Retype the full set of records. Keep every character identical.

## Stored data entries

------------------------------------------------

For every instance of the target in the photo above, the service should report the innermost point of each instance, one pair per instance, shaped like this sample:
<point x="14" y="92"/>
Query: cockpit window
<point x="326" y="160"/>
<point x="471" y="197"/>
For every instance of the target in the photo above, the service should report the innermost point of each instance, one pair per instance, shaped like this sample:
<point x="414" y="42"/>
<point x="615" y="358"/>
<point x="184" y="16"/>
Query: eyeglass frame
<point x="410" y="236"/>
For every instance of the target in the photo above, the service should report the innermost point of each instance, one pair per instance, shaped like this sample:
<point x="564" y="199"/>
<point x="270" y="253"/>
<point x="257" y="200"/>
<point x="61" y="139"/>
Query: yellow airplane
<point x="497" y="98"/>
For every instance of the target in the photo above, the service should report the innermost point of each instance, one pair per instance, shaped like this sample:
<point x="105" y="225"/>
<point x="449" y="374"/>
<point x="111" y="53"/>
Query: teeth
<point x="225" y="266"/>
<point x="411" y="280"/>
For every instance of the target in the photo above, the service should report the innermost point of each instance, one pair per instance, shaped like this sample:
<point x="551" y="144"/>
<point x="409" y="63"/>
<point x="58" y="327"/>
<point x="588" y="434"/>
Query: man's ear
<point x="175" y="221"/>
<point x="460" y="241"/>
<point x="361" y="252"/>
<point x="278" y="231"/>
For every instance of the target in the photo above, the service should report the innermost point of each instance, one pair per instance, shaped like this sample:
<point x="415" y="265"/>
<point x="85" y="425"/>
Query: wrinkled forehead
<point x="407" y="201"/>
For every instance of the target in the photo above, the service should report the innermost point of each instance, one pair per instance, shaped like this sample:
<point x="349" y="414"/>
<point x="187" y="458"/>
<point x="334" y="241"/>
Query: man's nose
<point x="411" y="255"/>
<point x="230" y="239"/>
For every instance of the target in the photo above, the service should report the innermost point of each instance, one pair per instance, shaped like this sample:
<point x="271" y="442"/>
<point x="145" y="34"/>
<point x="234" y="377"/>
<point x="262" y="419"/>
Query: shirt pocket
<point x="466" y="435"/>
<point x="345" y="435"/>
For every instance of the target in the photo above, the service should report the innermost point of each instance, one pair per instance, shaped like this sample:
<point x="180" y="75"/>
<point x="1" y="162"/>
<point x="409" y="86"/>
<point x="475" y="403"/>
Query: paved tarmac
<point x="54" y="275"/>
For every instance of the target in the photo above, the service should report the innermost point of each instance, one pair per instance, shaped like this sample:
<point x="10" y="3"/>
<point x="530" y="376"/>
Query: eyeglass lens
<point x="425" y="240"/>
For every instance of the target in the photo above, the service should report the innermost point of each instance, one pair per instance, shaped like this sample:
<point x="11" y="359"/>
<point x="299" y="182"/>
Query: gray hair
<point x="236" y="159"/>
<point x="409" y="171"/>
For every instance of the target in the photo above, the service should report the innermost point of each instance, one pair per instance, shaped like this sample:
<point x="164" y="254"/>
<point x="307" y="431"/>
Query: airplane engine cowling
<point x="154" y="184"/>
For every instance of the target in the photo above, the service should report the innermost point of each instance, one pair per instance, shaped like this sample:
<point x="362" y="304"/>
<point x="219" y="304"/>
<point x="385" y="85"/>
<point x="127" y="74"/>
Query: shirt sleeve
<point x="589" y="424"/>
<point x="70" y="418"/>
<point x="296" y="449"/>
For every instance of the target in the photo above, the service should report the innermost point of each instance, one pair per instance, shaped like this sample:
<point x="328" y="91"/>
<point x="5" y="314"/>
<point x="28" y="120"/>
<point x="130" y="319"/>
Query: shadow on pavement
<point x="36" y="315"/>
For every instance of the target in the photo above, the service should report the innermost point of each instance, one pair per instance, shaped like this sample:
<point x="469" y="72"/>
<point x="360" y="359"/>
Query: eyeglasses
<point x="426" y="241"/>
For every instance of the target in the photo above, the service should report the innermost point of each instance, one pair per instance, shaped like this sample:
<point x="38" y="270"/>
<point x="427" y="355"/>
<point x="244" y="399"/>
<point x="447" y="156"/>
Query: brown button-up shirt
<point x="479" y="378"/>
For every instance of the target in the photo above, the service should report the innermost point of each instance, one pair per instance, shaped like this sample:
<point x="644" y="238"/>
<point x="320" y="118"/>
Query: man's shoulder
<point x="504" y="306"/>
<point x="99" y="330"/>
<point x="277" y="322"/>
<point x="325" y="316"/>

------------------------------------------------

## ANSWER FOR THE TASK
For every instance of the target in the photo above, the service should report the innermost point of each instance, one pair per instance, shaped like this sample:
<point x="14" y="92"/>
Query: cockpit window
<point x="326" y="160"/>
<point x="471" y="197"/>
For every instance of the target in the photo above, the service should report the innermost point of each instance, one pair per instance, shaped like this sample:
<point x="414" y="42"/>
<point x="615" y="358"/>
<point x="184" y="16"/>
Query: eyeglass frame
<point x="410" y="236"/>
For every instance of the target in the photo above, the service should report the innermost point of each instance, one pair per instance, shaped like this sample:
<point x="564" y="199"/>
<point x="270" y="253"/>
<point x="257" y="200"/>
<point x="61" y="139"/>
Query: yellow airplane
<point x="497" y="98"/>
For every instance of the target in the photo above, the service should report the innermost point of each instance, one pair per instance, shaped like this sample:
<point x="105" y="225"/>
<point x="449" y="374"/>
<point x="111" y="53"/>
Query: teeth
<point x="225" y="266"/>
<point x="411" y="280"/>
For every instance of the target in the photo above, the service should report the innermost point of each instance, one pair per instance, shaped like this sample:
<point x="551" y="144"/>
<point x="409" y="63"/>
<point x="58" y="327"/>
<point x="588" y="434"/>
Query: man's ear
<point x="175" y="221"/>
<point x="460" y="241"/>
<point x="361" y="252"/>
<point x="278" y="231"/>
For every instance of the target in the photo above, the service should report the innermost point of each instance, one pair per instance, shaped like this sample:
<point x="415" y="265"/>
<point x="85" y="425"/>
Query: wrinkled forehead
<point x="407" y="201"/>
For every instance of the target in the photo above, the service should report the innermost point of each instance, one pair per instance, shaped like this sample:
<point x="349" y="414"/>
<point x="187" y="458"/>
<point x="334" y="241"/>
Query: man's nose
<point x="411" y="255"/>
<point x="230" y="239"/>
For every instance of the target in the photo above, the service should report the innermost point of each instance, one pair per instance, shaped like this sample:
<point x="271" y="442"/>
<point x="145" y="34"/>
<point x="234" y="377"/>
<point x="262" y="419"/>
Query: shirt pocket
<point x="466" y="435"/>
<point x="345" y="435"/>
For every instance of the target in the photo above, the service should report the innermost point of each instance, one pair per instance, shaped like this sample:
<point x="180" y="75"/>
<point x="1" y="162"/>
<point x="409" y="86"/>
<point x="475" y="403"/>
Query: paved tarmac
<point x="54" y="275"/>
For every instance of the target in the photo above, the service should report the innermost point of each instance, one pair per instance, shaped like this sample:
<point x="10" y="3"/>
<point x="530" y="376"/>
Query: eyeglass lens
<point x="425" y="240"/>
For every instance of the target in the photo above, the service should report the innermost point of each instance, one pair per instance, shaped like this sample:
<point x="11" y="359"/>
<point x="299" y="182"/>
Query: gray hair
<point x="236" y="159"/>
<point x="409" y="171"/>
For every instance of the target in the photo above, the service should report the innermost point of each instance, one pair per instance, shaped like this sample:
<point x="164" y="254"/>
<point x="307" y="431"/>
Query: airplane engine cowling
<point x="154" y="184"/>
For every instance of the target in the photo above, the service should report the innermost point of each instance, one pair per instance, shaped like this sample:
<point x="362" y="304"/>
<point x="219" y="304"/>
<point x="385" y="85"/>
<point x="127" y="74"/>
Query: shirt sleeve
<point x="589" y="424"/>
<point x="70" y="418"/>
<point x="296" y="449"/>
For every instance of the target in the photo above, the service should report the innermost point of each instance, one pair per instance, shaped like this sample:
<point x="328" y="91"/>
<point x="5" y="314"/>
<point x="28" y="120"/>
<point x="130" y="319"/>
Query: shadow on pavement
<point x="36" y="315"/>
For every instance of the target in the photo above, the service should report the innermost point of each instance, one pair per instance, shaped like this sample:
<point x="469" y="72"/>
<point x="360" y="359"/>
Query: eyeglasses
<point x="426" y="241"/>
For every instance of the target in the photo above, the service should report the innermost point of each instance, one pair per instance, shaped like this sample:
<point x="38" y="270"/>
<point x="427" y="355"/>
<point x="244" y="399"/>
<point x="447" y="156"/>
Query: brown button-up shirt
<point x="479" y="378"/>
For every instance of the target in the photo above, the service should report the innermost point of each instance, one pair per instance, shaped like this sample:
<point x="644" y="238"/>
<point x="320" y="118"/>
Query: man's shoulder
<point x="504" y="306"/>
<point x="99" y="330"/>
<point x="277" y="322"/>
<point x="325" y="316"/>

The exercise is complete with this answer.